**EXCERPT TO READ:**
When papal spokesman Fr Federico Lombardi summoned the media on
Saturday to confirm that Pope Benedict XVI had just “pardoned” his
errant butler, Paolo Gabriele, he also said that what had been a “sad
and painful chapter” for the pope has now “ended”.
But, has it really?
On
Saturday morning, the pope visited Gabriele in his Vatican prison cell,
where he was serving an 18-month sentence for having stolen
confidential documents from the pontifical apartment.
Many of
those documents appeared in a controversial book, His Holiness: The
Secret Papers Of Benedict XVI, published last May and containing a
highly unflattering portrayal of a bitterly divided Holy See.
Much
as expected, however, the pope has opted to pardon both his butler and
computer technician, Claudio Sciarpelletti, a man who played a small
part in the thefts.
Both men stood trial and were condemned in short
Vatican City trials in October and November.
When he appeared in
court, Gabriele had argued that his actions were the expression of an
overall malaise in certain Holy See quarters. He portrayed a pope who
was not fully informed and who was also easily manipulated by those
around him.

**SHORT EXERCISE 1:**
In the article about the butler's pardon, copy out the passage from "But, has it" up to and including "in the thefts.".
**SHORT EXERCISE 2:**
How long was the sentence Gabriele was serving, according to the article about the butler's pardon?
**SHORT EXERCISE 3:**
Carry on the article about the butler's pardon from its final sentence.

**DATA SUPPLIED:**
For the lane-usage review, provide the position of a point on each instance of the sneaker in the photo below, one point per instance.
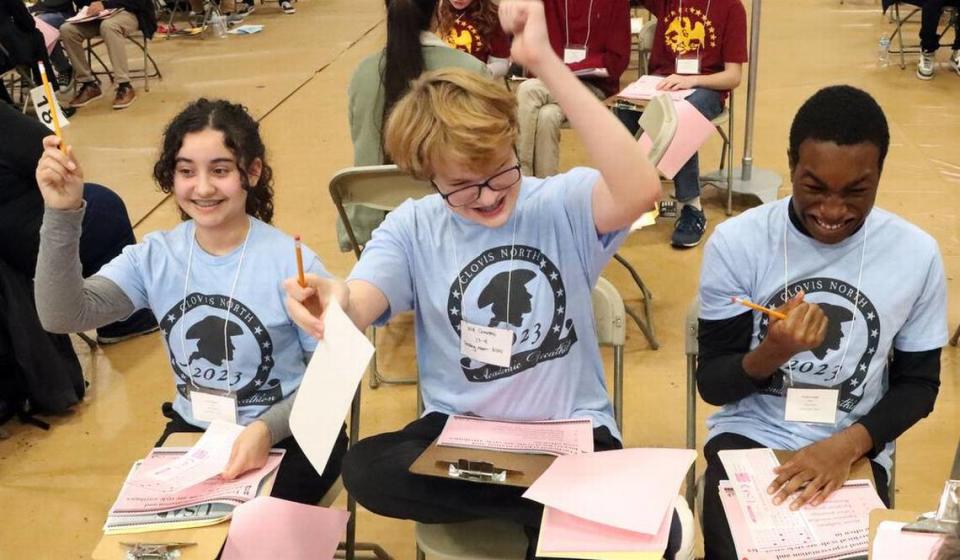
(65, 80)
(89, 91)
(689, 227)
(125, 96)
(925, 66)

**TASK RESPONSE 1:**
But, has it really?
On
Saturday morning, the pope visited Gabriele in his Vatican prison cell,
where he was serving an 18-month sentence for having stolen
confidential documents from the pontifical apartment.
Many of
those documents appeared in a controversial book, His Holiness: The
Secret Papers Of Benedict XVI, published last May and containing a
highly unflattering portrayal of a bitterly divided Holy See.
Much
as expected, however, the pope has opted to pardon both his butler and
computer technician, Claudio Sciarpelletti, a man who played a small
part in the thefts.

**TASK RESPONSE 2:**
18 months.

**TASK RESPONSE 3:**
Gabriele furthermore said that he was “innocent” of
the crime of theft but that he was, however, guilty of having betrayed
the trust of the pope, “whom I love as a son”.
He claimed that his role
was that of whistleblower, keen to draw the pope’s attention to the
climate of internecine rivalry, corruption and intense politicising
within the Holy See, adding that his concerns were shared by others in
the Holy See.
Throughout his trial, many observers argued that
Gabriele would eventually be granted a papal pardon.
This speculation
was based on a widespread belief that, while he was clearly the man who
physically stole the documents, he was not the mastermind behind the
embarrassing thefts.
Open to interpretation
Benedict’s
pardon is open to interpretation.
It could be that he sees Gabriele as a
well-intentioned but fundamentally misguided bungler who acted on his
own, to catastrophic effect.
Or, it could be that he and those around him accept that Gabriele was but a small pawn in a much larger Holy See power game.
In
that latter context, Benedict last week met with the commission of
cardinals who have been assigned to run an investigation not only into
the thefts from the papal apartment but also into a whole series of
media leaks in the last year.
The cardinals submitted their first report, not made public, last July.
Will there be more to follow?
Is “Vatileaks” really over?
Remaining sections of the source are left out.